***** Document segment

On Tuesday, March 10, Rogerson Communities presented Mayor Martin J. Walsh with the key to Beacon House on Myrtle Street in appreciation for his administration’s support of affordable housing for elders, and specifically for making it possible for Rogerson to obtain the financing needed to purchase the property.
James Seagle, Rogerson’s president, thanked MassHousing for lending it the maximum amount and said the city’s tax reduction allowed the group to “borrow the money we needed.”
Many members of the Beacon Hill community attended the ceremony including members of the Beacon House Corporation Board: Hal Carroll, Lise Lang Striar, David Morse and Nancy Marttila.
Residents of Beacon House also came out in force to show their appreciation. Thomas Hopkins, who uses a wheelchair and has lived at Beacon House for 15 years, described his home here as the “linchpin” of his success.
Hopkins, who also serves as executive director of the Architectural Access Board for Massachusetts, said, “I’ve become the citizen I was supposed to because I was able to live a full life.”

**********

[Your objective]: Carry the Beacon House ceremony article forward, beginning after its final sentence. These rows have no connection to the article about Beacon House.

***** Supplied entries

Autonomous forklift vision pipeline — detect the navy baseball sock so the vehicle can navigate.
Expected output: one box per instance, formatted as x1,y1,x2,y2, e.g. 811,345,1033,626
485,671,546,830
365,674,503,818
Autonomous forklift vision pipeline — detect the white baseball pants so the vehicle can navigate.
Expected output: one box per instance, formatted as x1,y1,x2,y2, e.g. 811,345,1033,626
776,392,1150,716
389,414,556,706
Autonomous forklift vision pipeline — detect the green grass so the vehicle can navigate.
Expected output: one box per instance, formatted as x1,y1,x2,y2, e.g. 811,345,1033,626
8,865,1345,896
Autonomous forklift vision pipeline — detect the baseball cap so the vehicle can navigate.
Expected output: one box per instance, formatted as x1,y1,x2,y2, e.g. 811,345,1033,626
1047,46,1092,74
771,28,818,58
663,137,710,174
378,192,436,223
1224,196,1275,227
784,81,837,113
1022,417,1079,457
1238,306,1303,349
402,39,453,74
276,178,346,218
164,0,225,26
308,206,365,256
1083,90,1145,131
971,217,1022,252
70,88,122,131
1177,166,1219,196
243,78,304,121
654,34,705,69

**********

[Solved problem]:
Walsh said it was crucial to preserve low-cost housing for seniors, even in the wealthiest neighborhoods. “
“You have to be sure there’s a component that’s affordable,” he said. “We don’t have a lot of organizations like this.”
The building has provided affordable housing since 1983, giving low-income residents an opportunity to live in the heart of the city. Of the 135 apartments, 85 are reserved for low-income seniors and 32 are rented to people with low and moderate incomes. The remaining 18 apartments are leased to Massachusetts General Hospital for out-of-town patients and visitors who cannot afford a hotel.